WHAT THE EXERCISE ASKS >> Between the line containing "Target: overcast sky" and the line containing "Would you kindly pick out the white cloth" lies a run of lines; give that run again exactly, with both of those lines, and nothing else from the entries below.

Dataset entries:
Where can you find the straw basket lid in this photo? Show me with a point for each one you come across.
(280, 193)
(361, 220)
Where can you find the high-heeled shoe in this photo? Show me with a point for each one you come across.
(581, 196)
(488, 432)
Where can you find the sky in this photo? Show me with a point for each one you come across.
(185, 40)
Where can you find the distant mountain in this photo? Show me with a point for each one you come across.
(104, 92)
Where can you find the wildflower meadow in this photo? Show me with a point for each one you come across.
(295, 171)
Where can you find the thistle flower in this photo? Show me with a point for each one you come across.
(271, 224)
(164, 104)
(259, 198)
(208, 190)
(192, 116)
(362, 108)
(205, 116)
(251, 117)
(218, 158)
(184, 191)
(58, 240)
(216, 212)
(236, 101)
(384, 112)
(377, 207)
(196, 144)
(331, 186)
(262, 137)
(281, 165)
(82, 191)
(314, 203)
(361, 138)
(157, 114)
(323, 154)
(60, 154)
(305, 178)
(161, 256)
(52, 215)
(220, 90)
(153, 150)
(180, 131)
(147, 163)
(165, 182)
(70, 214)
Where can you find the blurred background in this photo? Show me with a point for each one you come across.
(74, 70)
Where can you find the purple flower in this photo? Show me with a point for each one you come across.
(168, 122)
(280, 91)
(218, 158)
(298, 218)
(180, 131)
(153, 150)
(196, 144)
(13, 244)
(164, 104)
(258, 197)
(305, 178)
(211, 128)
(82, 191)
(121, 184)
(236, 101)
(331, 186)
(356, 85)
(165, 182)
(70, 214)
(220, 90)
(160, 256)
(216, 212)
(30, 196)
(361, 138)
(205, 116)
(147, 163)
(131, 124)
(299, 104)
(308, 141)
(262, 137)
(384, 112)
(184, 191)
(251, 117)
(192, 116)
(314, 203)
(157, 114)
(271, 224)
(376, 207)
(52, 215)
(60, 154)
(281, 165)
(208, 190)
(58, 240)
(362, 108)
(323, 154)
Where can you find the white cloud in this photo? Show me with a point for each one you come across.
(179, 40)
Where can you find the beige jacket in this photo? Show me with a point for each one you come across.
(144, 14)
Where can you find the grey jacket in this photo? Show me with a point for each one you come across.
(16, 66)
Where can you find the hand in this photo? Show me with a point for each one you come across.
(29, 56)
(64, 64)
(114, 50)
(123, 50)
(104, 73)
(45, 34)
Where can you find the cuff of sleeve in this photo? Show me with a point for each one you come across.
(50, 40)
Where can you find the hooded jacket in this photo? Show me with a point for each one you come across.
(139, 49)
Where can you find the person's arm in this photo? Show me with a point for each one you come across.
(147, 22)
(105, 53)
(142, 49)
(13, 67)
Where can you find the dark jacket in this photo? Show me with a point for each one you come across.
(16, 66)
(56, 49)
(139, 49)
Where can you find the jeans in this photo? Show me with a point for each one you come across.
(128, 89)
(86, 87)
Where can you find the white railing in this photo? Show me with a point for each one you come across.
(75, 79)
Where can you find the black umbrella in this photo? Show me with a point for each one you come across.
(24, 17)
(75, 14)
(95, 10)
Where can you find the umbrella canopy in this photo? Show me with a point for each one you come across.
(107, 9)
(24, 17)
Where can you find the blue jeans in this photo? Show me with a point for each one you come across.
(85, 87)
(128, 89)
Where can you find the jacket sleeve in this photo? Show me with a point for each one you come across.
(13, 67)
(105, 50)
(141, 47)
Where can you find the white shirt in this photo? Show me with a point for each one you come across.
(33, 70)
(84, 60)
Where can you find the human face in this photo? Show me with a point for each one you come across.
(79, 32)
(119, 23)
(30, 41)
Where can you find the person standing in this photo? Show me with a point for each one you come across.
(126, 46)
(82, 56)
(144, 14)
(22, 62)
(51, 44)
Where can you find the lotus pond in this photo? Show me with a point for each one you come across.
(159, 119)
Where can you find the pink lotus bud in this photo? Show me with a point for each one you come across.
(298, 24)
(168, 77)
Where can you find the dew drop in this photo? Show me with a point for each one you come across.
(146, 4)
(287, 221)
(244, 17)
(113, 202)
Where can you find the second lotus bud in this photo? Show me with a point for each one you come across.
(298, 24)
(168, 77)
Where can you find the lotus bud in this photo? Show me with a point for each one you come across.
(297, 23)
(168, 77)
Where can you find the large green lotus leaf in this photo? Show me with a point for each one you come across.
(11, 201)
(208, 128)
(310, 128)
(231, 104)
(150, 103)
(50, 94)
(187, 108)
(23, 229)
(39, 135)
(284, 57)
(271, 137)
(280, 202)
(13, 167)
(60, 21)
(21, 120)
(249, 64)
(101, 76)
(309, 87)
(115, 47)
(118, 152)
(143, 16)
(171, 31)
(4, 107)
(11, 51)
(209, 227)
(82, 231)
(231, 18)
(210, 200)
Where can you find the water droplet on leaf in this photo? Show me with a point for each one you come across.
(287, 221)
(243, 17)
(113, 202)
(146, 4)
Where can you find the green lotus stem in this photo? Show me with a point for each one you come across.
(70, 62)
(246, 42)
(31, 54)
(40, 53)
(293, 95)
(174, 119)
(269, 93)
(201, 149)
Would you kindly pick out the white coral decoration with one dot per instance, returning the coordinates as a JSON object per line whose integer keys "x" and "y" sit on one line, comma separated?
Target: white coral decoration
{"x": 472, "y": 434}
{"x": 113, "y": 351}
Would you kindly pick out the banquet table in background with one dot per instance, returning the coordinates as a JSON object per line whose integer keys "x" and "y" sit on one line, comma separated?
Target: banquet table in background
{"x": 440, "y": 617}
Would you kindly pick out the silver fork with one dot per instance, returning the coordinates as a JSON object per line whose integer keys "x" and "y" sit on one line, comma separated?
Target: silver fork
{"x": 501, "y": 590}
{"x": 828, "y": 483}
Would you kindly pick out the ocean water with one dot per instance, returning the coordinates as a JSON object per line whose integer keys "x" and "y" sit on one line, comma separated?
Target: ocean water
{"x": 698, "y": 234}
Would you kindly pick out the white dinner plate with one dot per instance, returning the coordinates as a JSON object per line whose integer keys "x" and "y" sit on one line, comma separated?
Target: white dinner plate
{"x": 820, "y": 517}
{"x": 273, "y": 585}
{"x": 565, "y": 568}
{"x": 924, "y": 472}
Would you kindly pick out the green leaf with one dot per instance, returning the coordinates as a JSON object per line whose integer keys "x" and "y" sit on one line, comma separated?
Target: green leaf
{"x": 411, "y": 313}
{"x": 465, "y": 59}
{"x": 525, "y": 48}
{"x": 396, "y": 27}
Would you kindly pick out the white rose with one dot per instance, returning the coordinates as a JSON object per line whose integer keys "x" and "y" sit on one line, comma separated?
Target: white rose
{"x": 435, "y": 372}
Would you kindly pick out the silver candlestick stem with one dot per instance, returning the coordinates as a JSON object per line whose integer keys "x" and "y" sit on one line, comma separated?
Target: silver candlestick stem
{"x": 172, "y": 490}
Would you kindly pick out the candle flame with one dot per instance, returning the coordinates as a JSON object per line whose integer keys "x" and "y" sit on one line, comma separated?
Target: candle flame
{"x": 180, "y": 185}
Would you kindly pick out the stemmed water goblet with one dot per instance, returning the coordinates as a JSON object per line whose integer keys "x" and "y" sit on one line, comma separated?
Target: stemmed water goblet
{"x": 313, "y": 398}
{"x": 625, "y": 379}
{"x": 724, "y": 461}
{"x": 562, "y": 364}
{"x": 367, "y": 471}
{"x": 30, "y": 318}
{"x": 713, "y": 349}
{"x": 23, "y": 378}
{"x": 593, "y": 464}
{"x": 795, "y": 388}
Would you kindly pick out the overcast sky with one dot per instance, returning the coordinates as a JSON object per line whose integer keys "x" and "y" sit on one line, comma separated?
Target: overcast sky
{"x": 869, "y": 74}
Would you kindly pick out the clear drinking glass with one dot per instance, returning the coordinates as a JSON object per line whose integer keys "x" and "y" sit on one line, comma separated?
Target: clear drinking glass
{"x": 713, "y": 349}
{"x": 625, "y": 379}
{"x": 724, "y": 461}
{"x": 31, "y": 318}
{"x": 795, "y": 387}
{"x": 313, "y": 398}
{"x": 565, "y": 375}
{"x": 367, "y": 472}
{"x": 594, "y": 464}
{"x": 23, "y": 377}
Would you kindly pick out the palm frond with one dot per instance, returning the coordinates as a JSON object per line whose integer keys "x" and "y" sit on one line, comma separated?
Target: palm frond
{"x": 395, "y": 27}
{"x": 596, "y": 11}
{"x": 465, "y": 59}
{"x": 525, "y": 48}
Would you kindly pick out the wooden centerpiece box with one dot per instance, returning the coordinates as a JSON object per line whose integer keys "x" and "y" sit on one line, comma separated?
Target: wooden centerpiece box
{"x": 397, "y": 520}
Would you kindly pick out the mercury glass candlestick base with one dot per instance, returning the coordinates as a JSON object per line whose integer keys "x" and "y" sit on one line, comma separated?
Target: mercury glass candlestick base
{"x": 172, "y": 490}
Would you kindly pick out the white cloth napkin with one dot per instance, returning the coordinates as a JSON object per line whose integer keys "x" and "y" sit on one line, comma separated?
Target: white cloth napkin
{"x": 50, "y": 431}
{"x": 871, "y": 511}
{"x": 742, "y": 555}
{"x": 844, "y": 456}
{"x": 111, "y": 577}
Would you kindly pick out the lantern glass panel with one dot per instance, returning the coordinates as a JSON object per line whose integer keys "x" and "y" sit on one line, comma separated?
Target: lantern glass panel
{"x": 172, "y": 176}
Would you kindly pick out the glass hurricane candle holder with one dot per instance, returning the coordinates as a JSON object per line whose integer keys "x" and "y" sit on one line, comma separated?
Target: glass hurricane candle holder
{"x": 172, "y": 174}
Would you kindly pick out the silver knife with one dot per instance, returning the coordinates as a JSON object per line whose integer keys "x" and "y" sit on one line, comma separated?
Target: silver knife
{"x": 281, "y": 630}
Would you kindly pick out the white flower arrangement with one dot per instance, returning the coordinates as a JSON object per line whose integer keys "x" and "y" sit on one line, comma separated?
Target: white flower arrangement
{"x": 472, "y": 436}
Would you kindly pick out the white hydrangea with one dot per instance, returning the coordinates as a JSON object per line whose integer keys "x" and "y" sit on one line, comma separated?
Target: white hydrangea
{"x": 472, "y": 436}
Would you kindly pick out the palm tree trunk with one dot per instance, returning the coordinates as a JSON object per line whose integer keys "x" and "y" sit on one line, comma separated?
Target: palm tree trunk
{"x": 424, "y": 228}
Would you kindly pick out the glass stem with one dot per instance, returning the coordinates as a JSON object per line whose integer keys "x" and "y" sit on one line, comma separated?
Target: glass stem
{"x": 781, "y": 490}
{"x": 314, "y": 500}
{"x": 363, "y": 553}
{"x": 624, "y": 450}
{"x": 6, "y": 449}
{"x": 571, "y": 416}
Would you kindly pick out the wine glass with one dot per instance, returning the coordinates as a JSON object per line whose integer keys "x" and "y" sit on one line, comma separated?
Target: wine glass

PROBLEM SOLUTION >>
Target: overcast sky
{"x": 869, "y": 74}
Would you kindly pick out the clear drinking glass with one dot per instance, returning the coordinates as a JSON object per line whose integer keys "x" and "y" sit on one line, comma separated?
Target: clear drinking glass
{"x": 713, "y": 349}
{"x": 625, "y": 379}
{"x": 724, "y": 461}
{"x": 31, "y": 318}
{"x": 795, "y": 387}
{"x": 313, "y": 398}
{"x": 565, "y": 375}
{"x": 367, "y": 472}
{"x": 594, "y": 464}
{"x": 23, "y": 377}
Would you kindly pick out the palm frond with one dot per instance, returning the coordinates as a JSON object per line whose integer keys "x" and "y" sit on one line, comma separated?
Target: palm frond
{"x": 395, "y": 27}
{"x": 596, "y": 11}
{"x": 465, "y": 59}
{"x": 525, "y": 48}
Would you kindly pick out the wooden centerpiece box with one dot per instance, returning the coordinates as a JSON object per line whose integer keys "x" and "y" sit on one line, comma separated?
Target: wooden centerpiece box
{"x": 397, "y": 520}
Would you kindly pick out the mercury glass candlestick base with one dot per instance, returning the coordinates as a JSON object per line whose integer keys "x" and "y" sit on one line, comma separated?
Target: mercury glass candlestick base
{"x": 172, "y": 490}
Would you kindly pick out the white cloth napkin with one dot per instance, returning the coordinates as a JSON object per line whose integer keys "x" and "y" sit on one line, comma separated?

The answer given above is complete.